§ **Objectif A**
Transcrivez fidèlement le passage du texte sur la construction de la Nation sénégalaise allant de « L’effort de construction » à « malgré la diversité. ».

L’effort de construction de la Nation sénégalaise doit être fourni par chaque citoyen. Le travailleur doit verser sa sueur, l’écrivain doit déverser son encre, le guide doit élever sa voix pour le bien-être de ses concitoyens, car aux yeux de l’Islam, le meilleur d’entre nous, c’est celui qui se préoccupe le plus, des autres. Imbu de ces valeurs, nous nous proposons, dans cette présente réflexion, de faire quelques propositions, pour un Sénégal libre fort et uni malgré la diversité.
Pour arriver à cet idéal, il s’agira :
– Premièrement, de lutter contre la corruption :
La corruption, le détournement des deniers publics, le népotisme et la gabegie sont des tares qui retardent le redécollage économique de la plupart des pays africains. Il est toutefois inquiétant de constater que la corruption s’amplifie dans un pays comme le Sénégal dont la population est composée à plus de 95 % de musulmans. Elle n’épargne maintenant aucun domaine, ni aucun secteur privé ou public. La surfacturation, les dessous de table, les pots de vin, les « nouyou mouride » (salutations à la manière du mouride) ne sont que des formes de corruption.

§ **Données fournies**
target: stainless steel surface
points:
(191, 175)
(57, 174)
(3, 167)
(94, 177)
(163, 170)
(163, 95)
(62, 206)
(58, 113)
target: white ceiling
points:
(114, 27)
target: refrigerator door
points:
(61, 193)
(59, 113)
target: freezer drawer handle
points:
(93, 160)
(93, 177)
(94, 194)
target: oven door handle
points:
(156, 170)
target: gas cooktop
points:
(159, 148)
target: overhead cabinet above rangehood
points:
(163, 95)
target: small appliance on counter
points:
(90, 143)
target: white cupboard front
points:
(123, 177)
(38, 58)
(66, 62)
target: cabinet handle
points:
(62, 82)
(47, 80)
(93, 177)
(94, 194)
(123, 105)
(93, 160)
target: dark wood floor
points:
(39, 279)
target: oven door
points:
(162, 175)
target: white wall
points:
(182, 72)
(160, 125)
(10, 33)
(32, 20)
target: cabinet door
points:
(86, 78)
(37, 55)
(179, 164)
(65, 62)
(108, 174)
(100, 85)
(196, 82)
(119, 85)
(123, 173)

---

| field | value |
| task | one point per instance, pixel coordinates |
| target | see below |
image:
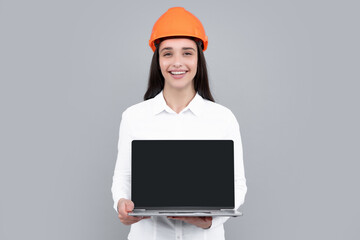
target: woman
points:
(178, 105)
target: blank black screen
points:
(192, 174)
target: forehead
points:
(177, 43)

...

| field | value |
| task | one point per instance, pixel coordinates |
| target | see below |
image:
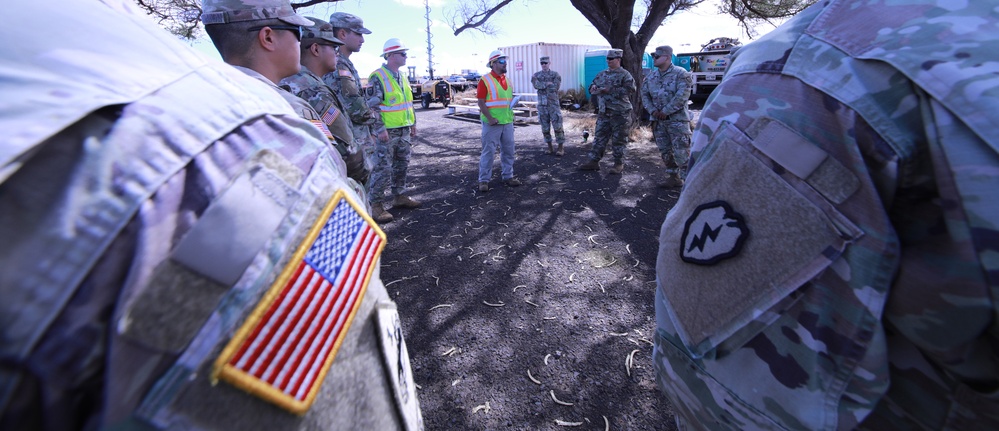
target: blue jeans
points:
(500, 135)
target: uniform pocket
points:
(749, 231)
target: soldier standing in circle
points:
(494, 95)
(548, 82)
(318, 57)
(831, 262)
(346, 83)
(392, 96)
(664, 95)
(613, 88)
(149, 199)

§ **Objectif B**
Affichez chacune des lignes du listing où figure la chaîne « handle », en tenant compte de la casse.

§ **Réponse complète A**
L’effort de construction de la Nation sénégalaise doit être fourni par chaque citoyen. Le travailleur doit verser sa sueur, l’écrivain doit déverser son encre, le guide doit élever sa voix pour le bien-être de ses concitoyens, car aux yeux de l’Islam, le meilleur d’entre nous, c’est celui qui se préoccupe le plus, des autres. Imbu de ces valeurs, nous nous proposons, dans cette présente réflexion, de faire quelques propositions, pour un Sénégal libre fort et uni malgré la diversité.

§ **Réponse complète B**
target: freezer drawer handle
target: oven door handle
target: cabinet handle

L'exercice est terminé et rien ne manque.